Data records START

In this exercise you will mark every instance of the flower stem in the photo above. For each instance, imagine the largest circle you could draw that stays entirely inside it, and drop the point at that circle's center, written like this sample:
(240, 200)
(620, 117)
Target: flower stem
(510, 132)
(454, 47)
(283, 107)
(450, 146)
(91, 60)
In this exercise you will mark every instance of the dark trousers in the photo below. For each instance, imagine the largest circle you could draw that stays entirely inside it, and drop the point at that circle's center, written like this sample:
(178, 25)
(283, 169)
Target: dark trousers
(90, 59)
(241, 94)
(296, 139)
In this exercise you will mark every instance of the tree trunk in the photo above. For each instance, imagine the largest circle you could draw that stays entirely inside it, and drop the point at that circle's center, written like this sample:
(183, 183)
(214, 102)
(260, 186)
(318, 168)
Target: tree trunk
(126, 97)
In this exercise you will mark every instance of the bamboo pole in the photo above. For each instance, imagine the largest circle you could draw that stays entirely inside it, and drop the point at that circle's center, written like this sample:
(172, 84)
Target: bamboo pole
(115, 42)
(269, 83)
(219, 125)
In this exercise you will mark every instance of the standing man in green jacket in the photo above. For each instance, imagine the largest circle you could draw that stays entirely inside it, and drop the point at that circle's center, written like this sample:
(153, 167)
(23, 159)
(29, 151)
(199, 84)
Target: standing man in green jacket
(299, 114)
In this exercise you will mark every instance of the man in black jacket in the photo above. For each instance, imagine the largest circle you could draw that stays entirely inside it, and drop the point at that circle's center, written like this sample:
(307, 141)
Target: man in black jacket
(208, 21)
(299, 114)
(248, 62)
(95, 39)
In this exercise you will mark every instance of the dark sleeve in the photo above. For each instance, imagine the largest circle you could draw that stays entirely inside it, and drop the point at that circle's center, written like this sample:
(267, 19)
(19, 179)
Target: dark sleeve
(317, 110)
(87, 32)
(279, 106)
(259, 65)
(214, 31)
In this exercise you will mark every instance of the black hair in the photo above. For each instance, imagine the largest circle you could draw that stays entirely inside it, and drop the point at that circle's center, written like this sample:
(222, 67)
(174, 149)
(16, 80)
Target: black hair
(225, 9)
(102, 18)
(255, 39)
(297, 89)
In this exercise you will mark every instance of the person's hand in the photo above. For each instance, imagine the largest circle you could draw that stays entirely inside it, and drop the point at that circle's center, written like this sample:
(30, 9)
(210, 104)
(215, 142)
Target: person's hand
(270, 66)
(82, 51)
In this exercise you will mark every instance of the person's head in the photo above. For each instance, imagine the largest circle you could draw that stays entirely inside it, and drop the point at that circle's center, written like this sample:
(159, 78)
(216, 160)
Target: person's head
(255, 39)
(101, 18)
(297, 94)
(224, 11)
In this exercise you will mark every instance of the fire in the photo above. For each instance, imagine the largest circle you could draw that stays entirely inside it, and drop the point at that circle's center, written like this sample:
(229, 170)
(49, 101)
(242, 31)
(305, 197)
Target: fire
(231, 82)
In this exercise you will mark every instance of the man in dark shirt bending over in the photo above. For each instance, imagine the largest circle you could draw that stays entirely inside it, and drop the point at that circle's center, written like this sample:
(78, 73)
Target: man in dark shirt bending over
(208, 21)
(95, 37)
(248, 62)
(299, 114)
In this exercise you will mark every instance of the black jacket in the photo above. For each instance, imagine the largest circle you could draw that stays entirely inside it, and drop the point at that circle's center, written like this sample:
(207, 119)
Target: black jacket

Data records END

Activity:
Nothing but an exact reproduction of the entries is wanted.

Reply:
In this exercise you will mark every instance of the flower stem in the photo above. For each instance, imagine the largest circle you could draw that stays entirely inside it, and drop the point at that circle's center, written like this sample:
(240, 200)
(620, 117)
Target: flower stem
(510, 132)
(454, 47)
(283, 107)
(450, 146)
(91, 60)
In this exercise you will mark every instance of the dark trousers in the photo below. For each instance, imagine the largest circle you could draw that stays entirely inside it, and drop the point at that circle's center, written like this sample:
(178, 25)
(283, 169)
Target: dark trousers
(90, 59)
(241, 94)
(296, 139)
In this exercise you will mark every instance of the tree trunk in the photo above. For each instance, imagine the largest circle you could draw that stays entirely inside it, and drop the point at that circle's center, written like this sample:
(183, 183)
(214, 102)
(260, 186)
(318, 168)
Target: tree trunk
(126, 97)
In this exercise you will mark every instance of the bamboo pole in the photo above. For each instance, imagine the largest circle you could draw that stays entirely inside it, and drop the point at that circle's center, written like this sample:
(172, 84)
Target: bamboo pole
(115, 42)
(269, 83)
(219, 125)
In this exercise you will mark every instance of the standing man in green jacket in the photo above. For each instance, imagine the largest circle you could draw that stays entirely inside it, and drop the point at that circle's center, written like this sample:
(153, 167)
(23, 159)
(29, 151)
(199, 84)
Target: standing man in green jacket
(299, 114)
In this exercise you will mark every instance of the man in black jacket in the photo above. For each instance, imagine the largest circle you could draw that stays entirely inside it, and drop the point at that circle's center, written like this sample:
(307, 141)
Target: man in black jacket
(208, 21)
(299, 114)
(248, 62)
(95, 39)
In this exercise you will mark every instance of the dark sleeve in the photo above. For each instance, imagine the largest circle you could draw that stays entirely inside it, and drop the point at that circle's center, written like this sample:
(267, 19)
(19, 179)
Target: dark sleeve
(317, 110)
(87, 32)
(279, 106)
(259, 65)
(214, 31)
In this exercise you will mark every instance of the black hair in the photo above. For each instance, imagine the largest circle you could draw that stays entirely inside it, and drop the point at that circle's center, written like this sample:
(222, 67)
(174, 149)
(16, 80)
Target: black hair
(225, 9)
(102, 18)
(255, 39)
(297, 89)
In this exercise you will mark every instance of the person's hand in the photo above. For each instance, imagine the largest circle you could draw that stays entirely inside it, and drop the point at that circle's center, written like this sample:
(30, 9)
(210, 104)
(215, 142)
Target: person's hand
(270, 66)
(82, 51)
In this exercise you will mark every instance of the person's head in the photo above. For each instance, imagine the largest circle you could draw that stays entirely inside it, and drop the point at that circle's center, written like this sample:
(159, 78)
(216, 160)
Target: person's head
(255, 39)
(101, 18)
(297, 94)
(224, 11)
In this exercise you will mark every instance of the fire in the photo above. For each instance, imagine the largest circle you could draw that stays entirely inside it, and drop the point at that circle's center, written like this sample:
(229, 170)
(49, 101)
(242, 31)
(305, 197)
Target: fire
(231, 82)
In this exercise you will mark every instance of the man in dark shirt bending over in the photo above. For each instance, imagine the largest circle you could draw that stays entirely inside it, and drop the point at that circle's center, written like this sample:
(78, 73)
Target: man in dark shirt bending over
(208, 21)
(95, 37)
(248, 62)
(299, 114)
In this exercise you will mark every instance of the black jacket in the photo above. For each instance, imagine the largest circle you could draw that stays entirely inside it, and drop the point at that circle's center, written like this sample:
(207, 119)
Target: black jacket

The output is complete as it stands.